**Selected excerpt**
Appropriately, then, some of the Founding Fathers looked down upon the drinking habits of the lower classes. At the time, rum and whiskey distilling was on the rise.

An armed militia of more than 12,000 men was needed to quell the Whiskey Rebellion.
An armed militia of more than 12,000 men was needed to quell the Whiskey Rebellion. MET/BOT / Alamy Stock Photo

In a letter in 1790, then treasury secretary Alexander Hamilton described spirits as “pernicious luxuries” and wrote, “The consumption of ardent spirits particularly, no doubt very much on account of their cheapness, is carried to an extreme, which is truly to be regretted, as well in regard to the health and the morals, as to the [economy] of the community.”

Both to make a dent in the fledgling nation’s lingering Revolutionary War debts and curb the drinking habits of its population, Hamilton suggested slapping a tax on domestically distilling spirits. It provoked immediate outrage in 1791 in western Pennsylvania, where many farmers straight-up refused to pay it.

By 1794, hundreds of “whiskey rebels” were starting violent protests, including burning down a house. The Whiskey Rebellion, as it became known, got so out of hand that George Washington himself had to take a militia of over 12,000 men down to Pennsylvania to quell it.

Just three years later though, Washington himself got into the whiskey business. In 1799, his distillery at Mount Vernon produced 11,000 gallons of whiskey. And while it’s unlikely he was the biggest boozer at his now infamous pre-Constitutional bender, we know he liked a tipple.

As Abrams writes in his book, “Washington and [French major-general François-Jean de] Chastellux bonded over booze,” helping to strengthen the alliance despite linguistic and cultural barriers. By the end of the Revolutionary War, Washington, who previously had mostly stuck to American beer and rum, had developed a taste for fine French wines.

George Washington himself got into the whiskey distilling business.

**Information given**
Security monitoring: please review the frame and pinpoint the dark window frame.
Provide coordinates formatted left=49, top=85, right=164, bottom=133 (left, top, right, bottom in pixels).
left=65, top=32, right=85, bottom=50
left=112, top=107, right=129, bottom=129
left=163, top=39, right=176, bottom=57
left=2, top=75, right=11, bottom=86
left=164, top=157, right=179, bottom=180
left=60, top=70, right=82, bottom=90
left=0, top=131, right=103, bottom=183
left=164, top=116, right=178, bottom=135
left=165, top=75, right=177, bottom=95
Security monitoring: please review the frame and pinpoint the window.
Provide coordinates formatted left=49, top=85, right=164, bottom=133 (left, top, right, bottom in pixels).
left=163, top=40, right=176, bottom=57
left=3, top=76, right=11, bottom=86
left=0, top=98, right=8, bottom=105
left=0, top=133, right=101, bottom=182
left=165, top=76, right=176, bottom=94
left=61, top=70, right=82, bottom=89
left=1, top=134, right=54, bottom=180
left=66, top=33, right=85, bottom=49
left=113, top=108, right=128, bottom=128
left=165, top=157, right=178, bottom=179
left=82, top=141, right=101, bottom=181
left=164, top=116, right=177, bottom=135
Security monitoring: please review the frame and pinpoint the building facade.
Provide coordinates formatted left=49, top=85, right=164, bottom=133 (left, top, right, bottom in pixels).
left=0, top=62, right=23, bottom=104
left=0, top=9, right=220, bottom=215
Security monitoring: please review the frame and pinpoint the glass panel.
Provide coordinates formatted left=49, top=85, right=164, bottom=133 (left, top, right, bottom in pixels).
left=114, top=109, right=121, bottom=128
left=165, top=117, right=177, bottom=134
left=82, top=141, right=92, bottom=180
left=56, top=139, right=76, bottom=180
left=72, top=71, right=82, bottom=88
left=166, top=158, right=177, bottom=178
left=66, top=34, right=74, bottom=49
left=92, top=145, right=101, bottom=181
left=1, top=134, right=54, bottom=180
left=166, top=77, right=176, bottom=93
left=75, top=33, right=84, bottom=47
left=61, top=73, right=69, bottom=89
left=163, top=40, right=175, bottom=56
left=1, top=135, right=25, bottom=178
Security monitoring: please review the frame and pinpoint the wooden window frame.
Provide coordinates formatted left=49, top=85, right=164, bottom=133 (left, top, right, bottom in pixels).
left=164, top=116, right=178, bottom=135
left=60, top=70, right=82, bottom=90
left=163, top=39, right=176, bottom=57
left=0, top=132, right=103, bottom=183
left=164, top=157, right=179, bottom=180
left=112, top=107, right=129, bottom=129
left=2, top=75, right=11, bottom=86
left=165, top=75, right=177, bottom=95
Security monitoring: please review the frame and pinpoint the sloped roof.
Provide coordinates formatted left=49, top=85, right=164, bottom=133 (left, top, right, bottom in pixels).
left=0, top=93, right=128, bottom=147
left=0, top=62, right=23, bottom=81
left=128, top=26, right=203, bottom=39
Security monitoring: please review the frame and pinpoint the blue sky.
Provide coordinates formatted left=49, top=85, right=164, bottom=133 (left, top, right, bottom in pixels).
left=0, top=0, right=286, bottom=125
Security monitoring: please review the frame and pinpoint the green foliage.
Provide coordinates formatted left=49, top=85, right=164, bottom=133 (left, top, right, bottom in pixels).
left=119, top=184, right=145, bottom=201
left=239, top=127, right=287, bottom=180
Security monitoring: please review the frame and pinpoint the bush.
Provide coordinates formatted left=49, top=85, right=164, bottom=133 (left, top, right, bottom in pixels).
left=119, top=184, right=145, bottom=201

**Task to complete**
Please reproduce the entire Whiskey Rebellion passage above word for word.

**Response for this exercise**
Appropriately, then, some of the Founding Fathers looked down upon the drinking habits of the lower classes. At the time, rum and whiskey distilling was on the rise.

An armed militia of more than 12,000 men was needed to quell the Whiskey Rebellion.
An armed militia of more than 12,000 men was needed to quell the Whiskey Rebellion. MET/BOT / Alamy Stock Photo

In a letter in 1790, then treasury secretary Alexander Hamilton described spirits as “pernicious luxuries” and wrote, “The consumption of ardent spirits particularly, no doubt very much on account of their cheapness, is carried to an extreme, which is truly to be regretted, as well in regard to the health and the morals, as to the [economy] of the community.”

Both to make a dent in the fledgling nation’s lingering Revolutionary War debts and curb the drinking habits of its population, Hamilton suggested slapping a tax on domestically distilling spirits. It provoked immediate outrage in 1791 in western Pennsylvania, where many farmers straight-up refused to pay it.

By 1794, hundreds of “whiskey rebels” were starting violent protests, including burning down a house. The Whiskey Rebellion, as it became known, got so out of hand that George Washington himself had to take a militia of over 12,000 men down to Pennsylvania to quell it.

Just three years later though, Washington himself got into the whiskey business. In 1799, his distillery at Mount Vernon produced 11,000 gallons of whiskey. And while it’s unlikely he was the biggest boozer at his now infamous pre-Constitutional bender, we know he liked a tipple.

As Abrams writes in his book, “Washington and [French major-general François-Jean de] Chastellux bonded over booze,” helping to strengthen the alliance despite linguistic and cultural barriers. By the end of the Revolutionary War, Washington, who previously had mostly stuck to American beer and rum, had developed a taste for fine French wines.

George Washington himself got into the whiskey distilling business.